=== WHAT IS REQUIRED ===
According to the veal brining text, how long should the veal stay in the brine in the refrigerator?

=== SOURCE EXTRACT ===
Veal is tender, delicate meat, typically taken from male dairy calves. With around 1 gram of fat per ounce, veal is lean in comparison to most other meats. Its taste is delicate, but similar to beef, and it goes best with mild seasonings. Brining veal enhances its natural texture and flavor, often eliminating the need to season the meat before you cook it.
Brining is the process of soaking meat in a salt and water mixture, hydrating its cells. The salt within the water causes the meat's proteins to coagulate, trapping moisture and preventing it from cooking away. The proteins' structure also relaxes, softening the texture of the meat. While veal is already tender, its low fat content makes it prone to drying when cooked. Brining prevents this, which ensures veal stays juicy and flavorful. The salt within brine does increase the sodium content of the veal up to 100 milligrams per ounce. Based on an average 3-ounce serving of veal, that is 300 milligrams, or about 13 percent of a daily recommended maximum intake of 2,300.
Veal Brine Mixture
Pour 1 gallon of water in a large pot and bring it to a boil. The hot water dissolves the brine ingredients thoroughly for the most effective mixture. Add 1/4 cup of kosher salt and 1/2 cup of white or brown sugar to the boiling water. The sugar prevents the veal from becoming over-salted; select brown instead of white for richness. Add ingredients such as three bay leaves or 1 cup of sliced onions or carrots to add complexity to the veal's flavor. Boil the brine for about five minutes, remove it from the heat and allow it to cool to room temperature. Submerge the veal in the brine and refrigerate it for 90 to 120 minutes.

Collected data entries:
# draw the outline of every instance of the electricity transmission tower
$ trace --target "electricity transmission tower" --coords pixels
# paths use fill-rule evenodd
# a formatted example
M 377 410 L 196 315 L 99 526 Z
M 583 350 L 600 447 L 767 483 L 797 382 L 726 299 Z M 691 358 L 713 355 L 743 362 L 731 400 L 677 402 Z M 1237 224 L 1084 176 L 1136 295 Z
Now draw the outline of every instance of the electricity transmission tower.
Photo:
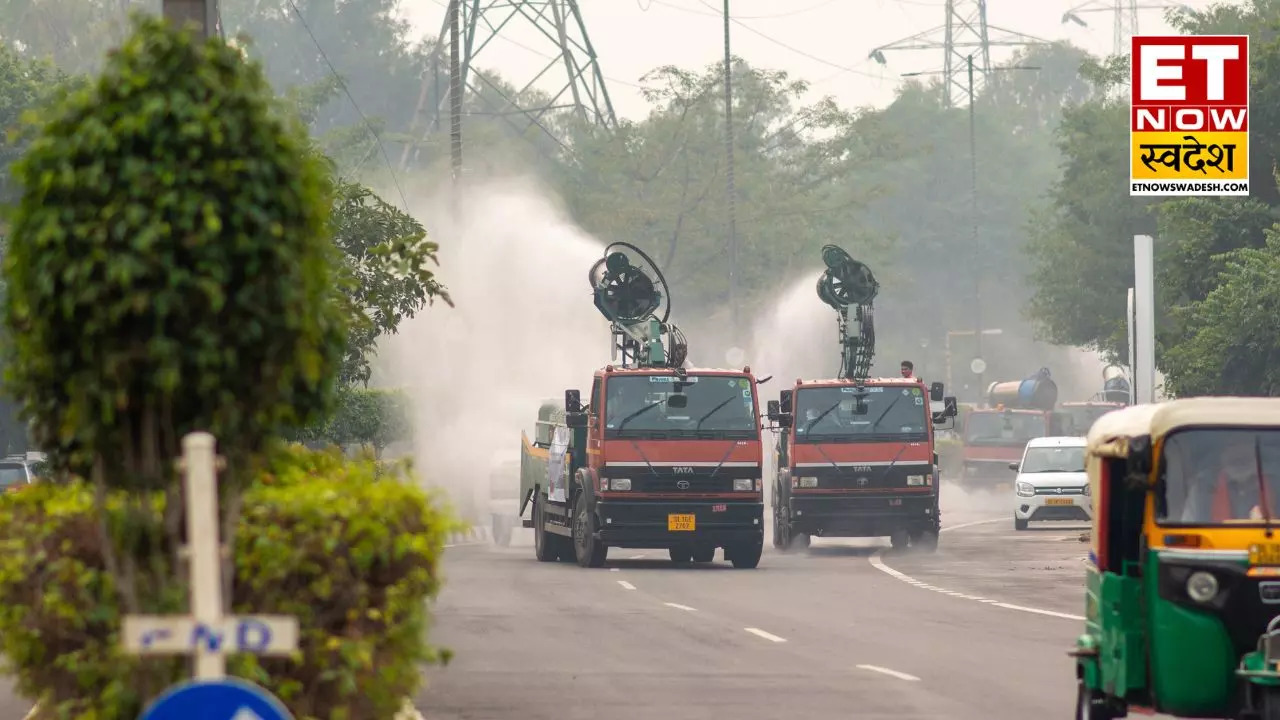
M 1115 24 L 1111 36 L 1111 54 L 1125 55 L 1129 53 L 1129 38 L 1140 35 L 1138 32 L 1138 10 L 1169 10 L 1181 8 L 1190 10 L 1183 3 L 1139 3 L 1138 0 L 1087 0 L 1070 10 L 1062 13 L 1064 23 L 1075 23 L 1080 27 L 1089 27 L 1080 15 L 1084 13 L 1112 13 Z
M 1048 41 L 1032 37 L 987 22 L 986 0 L 946 0 L 946 22 L 938 27 L 918 32 L 882 45 L 868 54 L 868 58 L 886 65 L 884 53 L 891 50 L 942 50 L 942 104 L 947 108 L 973 100 L 974 94 L 986 83 L 991 74 L 992 47 L 1023 47 L 1027 45 L 1048 45 Z M 941 36 L 941 37 L 940 37 Z M 982 81 L 972 90 L 969 76 L 969 56 L 978 78 Z
M 512 40 L 509 35 L 517 29 L 526 33 L 532 29 L 527 35 L 536 38 L 536 45 Z M 448 44 L 447 37 L 451 40 Z M 508 73 L 503 79 L 518 87 L 515 92 L 503 88 L 497 78 L 476 65 L 484 49 L 499 38 L 547 60 L 531 64 L 524 77 Z M 457 49 L 456 56 L 451 56 L 449 46 Z M 448 58 L 449 64 L 447 85 L 440 81 L 442 55 Z M 548 78 L 556 78 L 554 87 L 558 90 L 547 94 L 545 100 L 529 100 L 529 91 Z M 457 100 L 451 99 L 451 87 L 461 88 Z M 445 111 L 452 110 L 456 115 L 461 110 L 463 97 L 479 100 L 484 105 L 481 114 L 500 118 L 518 135 L 538 127 L 561 146 L 564 142 L 550 123 L 559 113 L 572 111 L 585 122 L 617 127 L 613 102 L 577 0 L 449 0 L 439 41 L 431 54 L 431 67 L 422 77 L 411 135 L 421 137 L 439 128 Z M 456 118 L 453 126 L 457 128 Z M 407 167 L 416 156 L 416 149 L 406 147 L 401 165 Z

=== RESULT ===
90 to 120 minutes.